Article
# Sunleaves Durapump, air pump/dwc questions!



## Jibber (Oct 13, 2011)

Hey guys, got a couple questions for ya....

Will a 600gal/hr (roughly 38L/min?) air pump be sufficient for a 4x five gallon DWC setup? (thats four, 5gal buckets)

Anybody have experience with the Sunleaves Durapumps?

*How noisy are they?* (this is the question, I'm most concerned about)

Much appreciated!


----------



## terky (Nov 24, 2011)

I have 4 of these pumps. 1 little one and 3 big. the big ones are actually quieter than the little.

I like to have the big ones running 6 to 8 buckets. churns the water nicely.

And I like the round, shot glass size air stones. They seem to work better than the bar type.

In my 50 gal reservoirs I have one of the big pumps with 4 air stones for each 50 gal drum. looks like a white water river. One pump with 4 stones in one drum.

Go big. You cant have too much air but you can have too little.

They are noisy enough you cant sleep in the same room as them. They can be in the next room and it doesnt bother me.


----------



## The Hemp Goddess (Nov 24, 2011)

Supplied records
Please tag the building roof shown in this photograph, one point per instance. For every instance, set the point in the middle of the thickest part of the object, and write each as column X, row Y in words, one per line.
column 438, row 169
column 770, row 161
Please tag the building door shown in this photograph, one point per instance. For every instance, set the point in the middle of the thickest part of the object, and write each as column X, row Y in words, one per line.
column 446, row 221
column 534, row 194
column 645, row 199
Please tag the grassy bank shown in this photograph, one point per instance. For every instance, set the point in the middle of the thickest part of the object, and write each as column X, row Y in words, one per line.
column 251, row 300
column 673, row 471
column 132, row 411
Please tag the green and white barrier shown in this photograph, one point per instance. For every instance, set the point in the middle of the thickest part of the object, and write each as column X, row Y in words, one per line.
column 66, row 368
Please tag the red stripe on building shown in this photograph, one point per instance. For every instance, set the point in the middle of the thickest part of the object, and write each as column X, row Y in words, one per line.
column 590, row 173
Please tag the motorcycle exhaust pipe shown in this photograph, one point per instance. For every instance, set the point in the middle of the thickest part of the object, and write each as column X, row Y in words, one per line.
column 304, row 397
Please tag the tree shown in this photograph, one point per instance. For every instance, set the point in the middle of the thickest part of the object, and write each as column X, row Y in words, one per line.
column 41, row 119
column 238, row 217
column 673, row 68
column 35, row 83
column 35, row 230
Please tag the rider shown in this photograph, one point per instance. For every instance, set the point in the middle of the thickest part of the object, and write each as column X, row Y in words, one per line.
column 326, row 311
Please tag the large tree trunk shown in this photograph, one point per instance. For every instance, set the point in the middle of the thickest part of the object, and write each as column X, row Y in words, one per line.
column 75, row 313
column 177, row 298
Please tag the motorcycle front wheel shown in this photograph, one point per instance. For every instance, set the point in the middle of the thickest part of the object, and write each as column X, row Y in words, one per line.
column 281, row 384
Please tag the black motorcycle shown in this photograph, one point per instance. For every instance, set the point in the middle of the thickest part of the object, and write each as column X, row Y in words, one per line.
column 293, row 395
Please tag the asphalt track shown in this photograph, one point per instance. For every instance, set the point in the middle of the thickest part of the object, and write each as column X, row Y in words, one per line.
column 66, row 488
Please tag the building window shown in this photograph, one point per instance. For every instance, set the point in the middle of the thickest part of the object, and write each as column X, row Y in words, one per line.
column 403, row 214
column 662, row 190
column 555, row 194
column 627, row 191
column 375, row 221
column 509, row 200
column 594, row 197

Problem
Resume the forum thread about Sunleaves Durapump air pumps for a DWC setup, picking up right after its last line.

Task result
I use a 45/l per minute (different brand) air pump in my vegging space and a 110/l per minute in my flowering space.  These large air pumps can be somewhat noisy.


----------



## Old_SSSC_Guy (Nov 24, 2011)

sorry to say that if its from Sunleaves - i would not touch it with a 20 foot pole.  i'd use almost any other brand on the planet except for them.  

lets just say that they are not a company who anyone in 'the community' should do business with.  they are owned by worms way and that company has shown a very close relationship with the DEA.  only grow company i've ever heard of who hires ex DEA people (hint).  more to the story than can be said here.

please consider finding another brand of pump - anybody but Sunleaves!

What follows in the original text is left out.